### Reading text
= Nora Nicholson =

English actress (1886–1973)

Nora Nicholson in The Saint, 1966

Nora Nicholson (7 December 1886 (Note: In the 14th edition of Who's Who in the Theatre (1967), Nicholson gave her year of birth as 1892, but by the 15th edition (1972) she had modified it to 1889. It was common practice for actresses, and some actors, to prevaricate about their ages, but official records including the census returns for 1891 and 1901 and the England and Wales Civil Registration Death Index, 1916–2007 show the true year to be 1886 although her birth was not registered until early 1887 which has caused some confusion previously.) – 18 September 1973) was an English actress. Known for her portrayal of character roles, she achieved her greatest success in the later years of her career. She played in classics by Shakespeare and Chekhov and in new plays by authors including Noël Coward and Alan Bennett. Many of her best-regarded performances were as eccentric or even unhinged characters.

In 1914 Nicholson joined the Old Vic company, where she played several Shakespearean roles, and during 1916 and 1917, she played Sally in a long tour of The Scarlet Pimpernel. From the 1920s to the 1940s, she played a variety of character roles on stage in England, France and North America. She achieved wider notice in the West End in 1947 for her role in Dark Summer and was admired in both London and on Broadway in New York in The Lady's Not for Burning in 1949–50. She continued to be in demand for her stage roles into the 1970s.

### Task requirements
Answer these from the Nora Nicholson biography:
1. Which year of birth do the official records show for Nicholson?
2. Which company did she join in 1914?
3. Whom did she play in the 1916–1917 tour of The Scarlet Pimpernel?
The data after this point is separate material, unconnected to the Nora Nicholson biography.

### Source excerpt
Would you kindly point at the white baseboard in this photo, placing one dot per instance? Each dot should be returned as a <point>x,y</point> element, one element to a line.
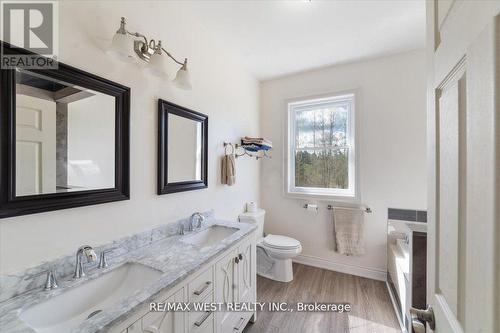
<point>342,268</point>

### Answer below
1. 1886
2. The Old Vic company
3. Sally